_About this exercise_
From the listing below, extract each line containing the string "shingle".

_Record extracts_
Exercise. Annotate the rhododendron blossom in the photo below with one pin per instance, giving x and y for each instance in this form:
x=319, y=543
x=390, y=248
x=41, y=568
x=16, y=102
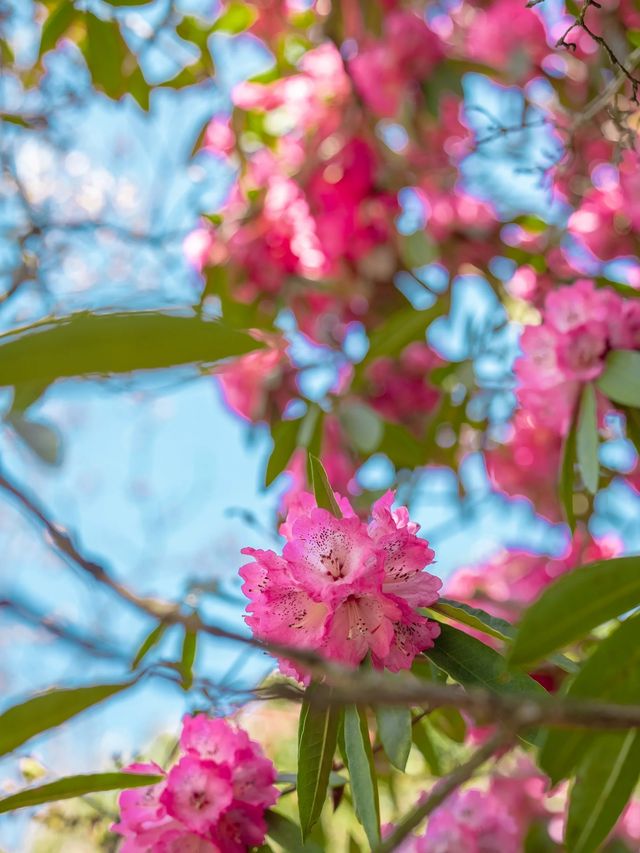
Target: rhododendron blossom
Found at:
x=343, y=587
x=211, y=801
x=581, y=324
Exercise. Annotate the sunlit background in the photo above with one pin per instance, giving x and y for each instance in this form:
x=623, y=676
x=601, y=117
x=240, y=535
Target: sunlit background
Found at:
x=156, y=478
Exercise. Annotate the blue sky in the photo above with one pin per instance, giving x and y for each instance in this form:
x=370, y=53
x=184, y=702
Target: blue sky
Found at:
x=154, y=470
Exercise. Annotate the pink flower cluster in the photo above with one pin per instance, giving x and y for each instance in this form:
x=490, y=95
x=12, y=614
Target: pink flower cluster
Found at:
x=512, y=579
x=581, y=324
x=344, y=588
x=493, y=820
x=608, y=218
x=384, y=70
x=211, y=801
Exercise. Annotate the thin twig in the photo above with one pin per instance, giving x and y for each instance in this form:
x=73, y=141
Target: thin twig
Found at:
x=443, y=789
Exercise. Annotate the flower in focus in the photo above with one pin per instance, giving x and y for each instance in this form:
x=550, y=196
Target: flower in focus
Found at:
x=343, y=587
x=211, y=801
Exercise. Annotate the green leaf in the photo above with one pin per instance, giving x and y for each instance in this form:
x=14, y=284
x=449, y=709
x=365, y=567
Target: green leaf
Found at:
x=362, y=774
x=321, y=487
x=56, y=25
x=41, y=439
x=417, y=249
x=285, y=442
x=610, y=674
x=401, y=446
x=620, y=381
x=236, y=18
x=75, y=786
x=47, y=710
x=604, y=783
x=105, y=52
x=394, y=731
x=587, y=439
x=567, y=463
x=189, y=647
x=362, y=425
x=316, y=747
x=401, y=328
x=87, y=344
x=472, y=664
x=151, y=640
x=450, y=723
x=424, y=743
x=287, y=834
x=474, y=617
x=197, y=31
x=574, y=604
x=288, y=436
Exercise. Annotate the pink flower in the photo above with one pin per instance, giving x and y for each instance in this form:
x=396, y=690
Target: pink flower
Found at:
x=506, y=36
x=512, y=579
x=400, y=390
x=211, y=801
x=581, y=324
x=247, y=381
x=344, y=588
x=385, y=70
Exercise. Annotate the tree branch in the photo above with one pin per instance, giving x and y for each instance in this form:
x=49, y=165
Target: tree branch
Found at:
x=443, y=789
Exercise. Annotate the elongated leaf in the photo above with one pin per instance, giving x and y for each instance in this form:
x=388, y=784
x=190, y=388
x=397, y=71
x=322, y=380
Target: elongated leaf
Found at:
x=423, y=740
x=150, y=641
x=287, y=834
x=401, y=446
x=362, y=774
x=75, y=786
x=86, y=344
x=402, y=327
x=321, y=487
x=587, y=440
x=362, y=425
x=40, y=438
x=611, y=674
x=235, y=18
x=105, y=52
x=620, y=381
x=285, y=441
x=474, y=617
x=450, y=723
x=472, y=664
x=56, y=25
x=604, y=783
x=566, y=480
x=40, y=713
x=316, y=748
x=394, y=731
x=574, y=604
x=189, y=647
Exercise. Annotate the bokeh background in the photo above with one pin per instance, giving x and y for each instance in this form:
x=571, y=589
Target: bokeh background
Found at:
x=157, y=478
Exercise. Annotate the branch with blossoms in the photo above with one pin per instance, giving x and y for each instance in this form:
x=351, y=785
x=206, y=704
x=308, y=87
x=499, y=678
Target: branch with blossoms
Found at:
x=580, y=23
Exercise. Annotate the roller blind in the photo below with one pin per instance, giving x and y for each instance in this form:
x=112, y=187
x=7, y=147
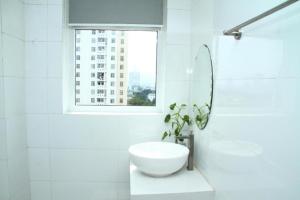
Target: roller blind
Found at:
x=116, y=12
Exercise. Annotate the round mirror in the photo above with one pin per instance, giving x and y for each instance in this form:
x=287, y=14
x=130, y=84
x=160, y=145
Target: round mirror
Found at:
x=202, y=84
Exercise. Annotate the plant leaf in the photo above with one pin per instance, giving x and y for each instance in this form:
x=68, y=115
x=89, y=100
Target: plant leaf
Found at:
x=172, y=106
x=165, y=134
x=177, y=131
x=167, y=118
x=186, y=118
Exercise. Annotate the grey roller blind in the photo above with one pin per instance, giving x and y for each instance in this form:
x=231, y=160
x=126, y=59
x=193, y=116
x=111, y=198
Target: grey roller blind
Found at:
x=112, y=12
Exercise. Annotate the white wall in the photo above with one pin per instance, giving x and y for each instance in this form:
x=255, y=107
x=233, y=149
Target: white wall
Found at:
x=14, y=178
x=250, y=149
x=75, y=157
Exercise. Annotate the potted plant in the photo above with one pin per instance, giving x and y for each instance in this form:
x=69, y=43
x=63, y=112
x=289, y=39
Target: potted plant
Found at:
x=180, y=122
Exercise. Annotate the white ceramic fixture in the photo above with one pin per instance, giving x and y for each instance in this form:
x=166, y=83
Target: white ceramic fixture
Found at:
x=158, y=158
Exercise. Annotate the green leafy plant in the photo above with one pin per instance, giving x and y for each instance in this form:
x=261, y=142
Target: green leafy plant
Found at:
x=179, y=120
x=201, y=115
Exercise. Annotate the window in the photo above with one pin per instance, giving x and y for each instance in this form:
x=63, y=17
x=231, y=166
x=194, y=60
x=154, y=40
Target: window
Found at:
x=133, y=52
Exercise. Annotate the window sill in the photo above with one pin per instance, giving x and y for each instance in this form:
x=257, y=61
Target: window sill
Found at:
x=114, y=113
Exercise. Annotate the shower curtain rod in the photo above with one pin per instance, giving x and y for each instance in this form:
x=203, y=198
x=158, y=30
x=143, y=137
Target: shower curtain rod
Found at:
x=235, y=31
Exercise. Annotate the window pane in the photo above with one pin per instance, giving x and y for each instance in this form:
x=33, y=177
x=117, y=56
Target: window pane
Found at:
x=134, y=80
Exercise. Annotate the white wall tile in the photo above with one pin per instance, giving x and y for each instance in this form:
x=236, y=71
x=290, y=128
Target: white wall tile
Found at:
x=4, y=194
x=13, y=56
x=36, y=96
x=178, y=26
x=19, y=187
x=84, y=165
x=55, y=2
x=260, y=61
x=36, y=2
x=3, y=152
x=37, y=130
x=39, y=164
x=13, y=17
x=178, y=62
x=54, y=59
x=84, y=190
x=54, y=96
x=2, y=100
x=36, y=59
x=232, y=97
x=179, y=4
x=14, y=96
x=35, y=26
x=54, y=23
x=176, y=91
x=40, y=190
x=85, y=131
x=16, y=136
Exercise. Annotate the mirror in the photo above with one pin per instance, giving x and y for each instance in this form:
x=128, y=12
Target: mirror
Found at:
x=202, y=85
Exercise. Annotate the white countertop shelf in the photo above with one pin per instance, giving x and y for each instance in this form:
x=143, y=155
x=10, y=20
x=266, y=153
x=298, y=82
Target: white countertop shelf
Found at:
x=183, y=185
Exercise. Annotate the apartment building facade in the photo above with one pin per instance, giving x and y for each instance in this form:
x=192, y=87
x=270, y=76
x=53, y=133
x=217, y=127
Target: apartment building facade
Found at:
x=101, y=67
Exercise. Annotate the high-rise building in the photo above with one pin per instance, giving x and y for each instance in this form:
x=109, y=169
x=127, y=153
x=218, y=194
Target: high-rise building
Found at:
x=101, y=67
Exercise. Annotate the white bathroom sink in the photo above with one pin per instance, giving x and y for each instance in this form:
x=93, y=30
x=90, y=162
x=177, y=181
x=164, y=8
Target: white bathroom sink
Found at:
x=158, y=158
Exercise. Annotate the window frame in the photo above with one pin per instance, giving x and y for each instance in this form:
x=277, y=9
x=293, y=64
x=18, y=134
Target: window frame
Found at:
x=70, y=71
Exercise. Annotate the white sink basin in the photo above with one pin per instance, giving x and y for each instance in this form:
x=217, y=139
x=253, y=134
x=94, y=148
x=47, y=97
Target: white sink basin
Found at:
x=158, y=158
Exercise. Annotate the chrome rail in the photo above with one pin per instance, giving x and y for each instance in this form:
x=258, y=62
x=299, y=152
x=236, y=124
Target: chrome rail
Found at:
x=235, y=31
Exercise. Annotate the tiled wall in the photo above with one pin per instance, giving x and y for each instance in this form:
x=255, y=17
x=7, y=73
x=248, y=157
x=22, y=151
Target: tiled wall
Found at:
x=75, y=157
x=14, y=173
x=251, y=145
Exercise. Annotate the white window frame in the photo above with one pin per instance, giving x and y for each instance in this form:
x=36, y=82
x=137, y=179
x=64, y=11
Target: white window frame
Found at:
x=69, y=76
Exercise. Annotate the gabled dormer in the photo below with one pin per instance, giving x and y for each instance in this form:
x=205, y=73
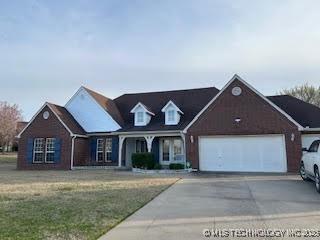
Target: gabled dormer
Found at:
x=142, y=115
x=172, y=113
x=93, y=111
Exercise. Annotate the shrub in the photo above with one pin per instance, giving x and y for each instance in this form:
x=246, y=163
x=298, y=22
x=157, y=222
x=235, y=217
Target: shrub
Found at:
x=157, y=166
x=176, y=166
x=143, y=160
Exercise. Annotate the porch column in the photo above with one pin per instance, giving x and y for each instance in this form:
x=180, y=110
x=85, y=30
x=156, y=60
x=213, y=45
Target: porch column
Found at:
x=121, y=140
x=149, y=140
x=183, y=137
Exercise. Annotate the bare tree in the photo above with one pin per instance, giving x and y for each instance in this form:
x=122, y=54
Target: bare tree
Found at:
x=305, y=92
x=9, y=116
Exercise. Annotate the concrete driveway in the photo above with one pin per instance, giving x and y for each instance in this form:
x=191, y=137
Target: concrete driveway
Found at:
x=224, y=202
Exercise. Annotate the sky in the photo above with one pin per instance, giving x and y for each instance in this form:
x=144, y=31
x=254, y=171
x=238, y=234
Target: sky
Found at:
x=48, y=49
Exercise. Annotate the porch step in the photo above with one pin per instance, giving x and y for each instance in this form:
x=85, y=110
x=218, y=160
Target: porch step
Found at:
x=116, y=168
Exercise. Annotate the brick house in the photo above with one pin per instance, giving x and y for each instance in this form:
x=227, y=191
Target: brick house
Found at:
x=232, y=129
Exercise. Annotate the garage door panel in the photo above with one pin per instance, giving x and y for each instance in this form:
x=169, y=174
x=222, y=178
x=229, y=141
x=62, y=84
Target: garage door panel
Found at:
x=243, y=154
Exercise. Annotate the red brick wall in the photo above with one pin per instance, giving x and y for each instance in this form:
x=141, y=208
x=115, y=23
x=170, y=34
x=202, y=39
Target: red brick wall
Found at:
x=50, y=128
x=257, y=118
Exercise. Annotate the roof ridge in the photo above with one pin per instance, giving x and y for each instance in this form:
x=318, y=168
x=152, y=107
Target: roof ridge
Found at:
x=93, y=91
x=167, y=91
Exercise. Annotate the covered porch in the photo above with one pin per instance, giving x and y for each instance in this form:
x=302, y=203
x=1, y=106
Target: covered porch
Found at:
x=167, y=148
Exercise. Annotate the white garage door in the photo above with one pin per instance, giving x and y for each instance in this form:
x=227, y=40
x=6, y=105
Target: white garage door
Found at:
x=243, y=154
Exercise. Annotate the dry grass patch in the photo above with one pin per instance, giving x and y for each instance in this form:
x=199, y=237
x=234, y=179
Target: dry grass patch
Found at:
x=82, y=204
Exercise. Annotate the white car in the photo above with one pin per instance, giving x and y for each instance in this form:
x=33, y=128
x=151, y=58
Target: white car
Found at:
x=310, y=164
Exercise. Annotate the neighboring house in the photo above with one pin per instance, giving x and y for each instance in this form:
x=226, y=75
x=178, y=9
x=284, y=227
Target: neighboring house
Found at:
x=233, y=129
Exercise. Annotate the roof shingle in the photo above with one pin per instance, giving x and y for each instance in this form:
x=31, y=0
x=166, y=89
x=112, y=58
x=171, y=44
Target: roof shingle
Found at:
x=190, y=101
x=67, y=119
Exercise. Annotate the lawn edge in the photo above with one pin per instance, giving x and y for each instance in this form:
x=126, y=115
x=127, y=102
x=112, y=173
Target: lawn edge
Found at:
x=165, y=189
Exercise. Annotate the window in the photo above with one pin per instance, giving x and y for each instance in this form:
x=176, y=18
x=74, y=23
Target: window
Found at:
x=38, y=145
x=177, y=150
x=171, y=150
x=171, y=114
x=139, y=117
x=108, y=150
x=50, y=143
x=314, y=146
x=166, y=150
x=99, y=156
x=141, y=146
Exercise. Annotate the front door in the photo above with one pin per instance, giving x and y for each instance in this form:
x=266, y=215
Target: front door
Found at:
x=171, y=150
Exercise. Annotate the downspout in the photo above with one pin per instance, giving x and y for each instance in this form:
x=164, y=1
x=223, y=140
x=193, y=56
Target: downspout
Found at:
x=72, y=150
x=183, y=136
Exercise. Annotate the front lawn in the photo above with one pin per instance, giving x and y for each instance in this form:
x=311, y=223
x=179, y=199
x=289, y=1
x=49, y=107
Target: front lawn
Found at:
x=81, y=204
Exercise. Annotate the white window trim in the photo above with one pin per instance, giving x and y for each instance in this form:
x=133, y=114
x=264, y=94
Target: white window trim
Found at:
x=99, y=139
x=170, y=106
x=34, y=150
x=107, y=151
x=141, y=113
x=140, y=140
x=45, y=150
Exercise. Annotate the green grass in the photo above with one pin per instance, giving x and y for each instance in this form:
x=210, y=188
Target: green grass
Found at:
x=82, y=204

_Exercise result_
Exercise. Annotate the roof shingle in the photo above with one pin per instance, giving x and y for each instance in this form:
Target: roof shingle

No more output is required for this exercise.